- [DOCUMENT EXCERPT]
★ ★ ★

Every year on 8th June, World Brain Tumor Day reaches out to promote global awareness about brain tumors. Introduced by the German Brain Tumor Association in 2000 it has progressively become a global campaign. This day is purposed to educate the population about brain tumors and their influence, encourage early detection & diagnosis, offer support for the patients, and endorse increased funding and research for enhanced treatment possibilities. Let´s make the theme for 2023 Together, We Can Make a Difference more than a slogan. 

Brain Tumors – Types and consequences

A brain tumor occurs when cells inside the brain start growing in an abnormal way and form a mass within the brain. A primary brain tumor originates from the brain cells themselves. A brain tumor is called “secondary”, when it is a metastasis derived from body cancer cells, like breast cancer or lung cancer, which have found their way into the brain through the blood stream.   

Certain brain tumor types, such as glioblastoma, astrocytoma, or oligodendroglioma, have the potential to spread into the surrounding brain tissue. The tumor cells disturb the normal function of the normal brain cells. In addition, their invasive character makes it difficult to remove them by surgery in total.  

Many other brain tumor types such as meningiomas or pituitary tumors do not invade the brain but squeeze and displace brain tissue. The enclosed space inside the skull is limited. Therefore, even when benign tumors grow, they start closing in the space and provoke irritation and damage to the brain. Therefore, whether invasive or not, whether malignant or benign, many of these brain tumor types will cause neurological symptoms and can be life-threatening and life-limiting. 

Brain tumors can occur in more than hundred types, each with a unique range of symptoms, treatment requirements, and prognoses Brain tumors can have profound effects on a patient’s physical, mental, and emotional well-being. 

Brain tumor symptoms – When to get alert

Clinical signs of brain tumors are highly variable based on the location, size, and type of the tumor. Most of the symptoms are unspecific and can also be caused by other conditions. Nevertheless, when you or your loved ones become aware of symptoms listed below, talk to your doctor about it. 

Brain tumor symptomes may includes:

Symptoms may start gradually over weeks to months or rapidly, potentially leading to an emergency visit at the hospital. 

How to diagnose a brain tumor

The Neuroradiologist: Dip into the brain

When a patient exhibits symptoms of nerve and brain dysfunction, a neurologist will do a physical neurological examination first. If the results point to an origin of symptoms within the brain, diagnostic imaging such as a CT scan (computerized tomography) or an MRI scan (magnetic resonance imaging) will be performed.

★ ★ ★

Quote the brain tumor article word for word, starting at "Symptoms may start" and continuing up to and including "will be performed.". The data that follows comes from a separate source and is unrelated to the brain tumor article.

★ ★ ★

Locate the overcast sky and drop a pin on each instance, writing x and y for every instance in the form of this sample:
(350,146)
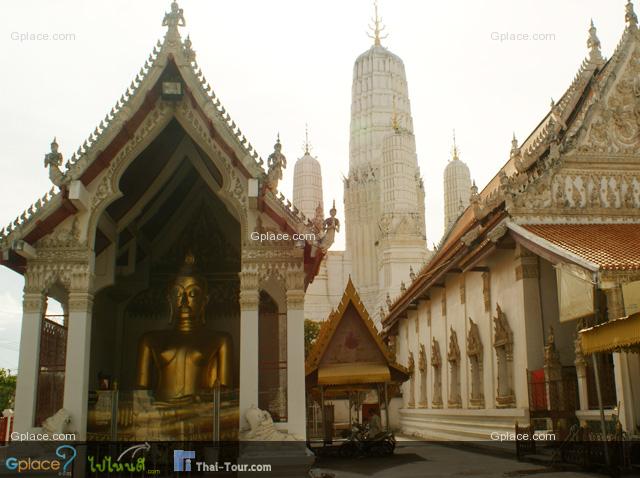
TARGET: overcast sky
(278,64)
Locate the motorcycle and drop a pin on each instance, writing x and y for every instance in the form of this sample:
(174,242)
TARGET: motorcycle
(360,443)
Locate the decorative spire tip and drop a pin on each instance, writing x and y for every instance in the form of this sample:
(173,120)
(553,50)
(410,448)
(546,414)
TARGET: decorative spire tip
(377,27)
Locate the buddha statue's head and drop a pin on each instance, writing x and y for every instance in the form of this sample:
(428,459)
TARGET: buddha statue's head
(188,297)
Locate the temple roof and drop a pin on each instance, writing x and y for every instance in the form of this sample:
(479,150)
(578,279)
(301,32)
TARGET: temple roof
(171,58)
(609,246)
(374,364)
(560,128)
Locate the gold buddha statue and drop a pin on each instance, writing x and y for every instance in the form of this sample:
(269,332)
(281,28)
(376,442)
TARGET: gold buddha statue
(182,366)
(189,360)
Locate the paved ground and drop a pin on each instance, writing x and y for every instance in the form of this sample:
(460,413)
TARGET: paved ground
(419,460)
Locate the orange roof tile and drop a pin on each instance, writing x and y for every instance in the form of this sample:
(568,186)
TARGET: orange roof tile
(611,246)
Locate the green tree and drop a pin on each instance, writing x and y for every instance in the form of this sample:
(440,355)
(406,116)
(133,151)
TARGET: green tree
(7,388)
(311,331)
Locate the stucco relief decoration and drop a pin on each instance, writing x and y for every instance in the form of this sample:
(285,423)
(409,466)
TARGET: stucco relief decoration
(412,381)
(475,354)
(453,357)
(615,128)
(436,363)
(486,291)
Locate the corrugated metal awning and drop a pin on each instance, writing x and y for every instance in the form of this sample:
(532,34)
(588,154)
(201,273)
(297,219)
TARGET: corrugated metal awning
(620,335)
(353,373)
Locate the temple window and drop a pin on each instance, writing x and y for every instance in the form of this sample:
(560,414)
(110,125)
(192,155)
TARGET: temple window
(422,367)
(436,363)
(453,357)
(411,403)
(503,345)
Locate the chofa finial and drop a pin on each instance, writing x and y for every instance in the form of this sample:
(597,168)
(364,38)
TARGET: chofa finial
(593,43)
(630,16)
(174,18)
(377,26)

★ ★ ★

- [OUTPUT FOR THIS TASK]
Symptoms may start gradually over weeks to months or rapidly, potentially leading to an emergency visit at the hospital. 

How to diagnose a brain tumor

The Neuroradiologist: Dip into the brain

When a patient exhibits symptoms of nerve and brain dysfunction, a neurologist will do a physical neurological examination first. If the results point to an origin of symptoms within the brain, diagnostic imaging such as a CT scan (computerized tomography) or an MRI scan (magnetic resonance imaging) will be performed.